Prompt >> Copy out every line of the entries below word for word, keeping their order.

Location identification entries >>

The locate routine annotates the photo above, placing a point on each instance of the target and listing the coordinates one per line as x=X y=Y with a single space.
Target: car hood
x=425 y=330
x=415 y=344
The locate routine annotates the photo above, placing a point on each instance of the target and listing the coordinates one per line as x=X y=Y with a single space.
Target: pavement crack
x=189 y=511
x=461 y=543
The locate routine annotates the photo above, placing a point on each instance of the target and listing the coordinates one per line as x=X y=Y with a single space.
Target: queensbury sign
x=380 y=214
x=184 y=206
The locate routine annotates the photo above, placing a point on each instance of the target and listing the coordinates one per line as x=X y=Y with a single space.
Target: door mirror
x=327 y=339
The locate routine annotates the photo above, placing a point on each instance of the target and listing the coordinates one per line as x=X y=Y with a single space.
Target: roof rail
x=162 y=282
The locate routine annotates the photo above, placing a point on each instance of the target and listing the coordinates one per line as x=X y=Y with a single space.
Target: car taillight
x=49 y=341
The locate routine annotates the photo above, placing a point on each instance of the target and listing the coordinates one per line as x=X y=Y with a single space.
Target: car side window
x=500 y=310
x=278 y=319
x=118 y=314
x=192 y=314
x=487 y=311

Task result >>
The locate routine annotates the photo above, placing a point on each instance of the target and listing the coordinates one per line as x=X y=Y with a single space.
Target: car hood
x=425 y=330
x=415 y=344
The locate routine annotates the photo above, placing a point on each instance of the target and listing the coordinates one per line as x=X y=Y with a single space.
Target: pavement crack
x=189 y=511
x=461 y=543
The locate routine annotates the photo above, placing a point on each instance of the target and listing the coordinates one per line as x=X y=Y with a single space.
Target: queensbury sign
x=380 y=214
x=184 y=206
The locate routine annotates the photo above, placing a point on each instance of the target and listing the coordinates one per line as x=X y=Y with a single space.
Target: door mirror
x=327 y=339
The locate routine annotates the photo above, placing a point on each instance of the target and listing the coordinates one per line as x=X y=Y with a single space.
Target: roof rail
x=162 y=282
The locate routine annotates the photo above, placing a point on each instance of the target and listing the coordinates one per line as x=X y=Y with a single space.
Target: car taillight
x=49 y=341
The locate routine annotates the photo above, placing a point on each instance of the target and listing the coordinates one per line as x=X y=Y with a single space.
Target: car side window
x=500 y=310
x=278 y=319
x=118 y=314
x=192 y=314
x=487 y=311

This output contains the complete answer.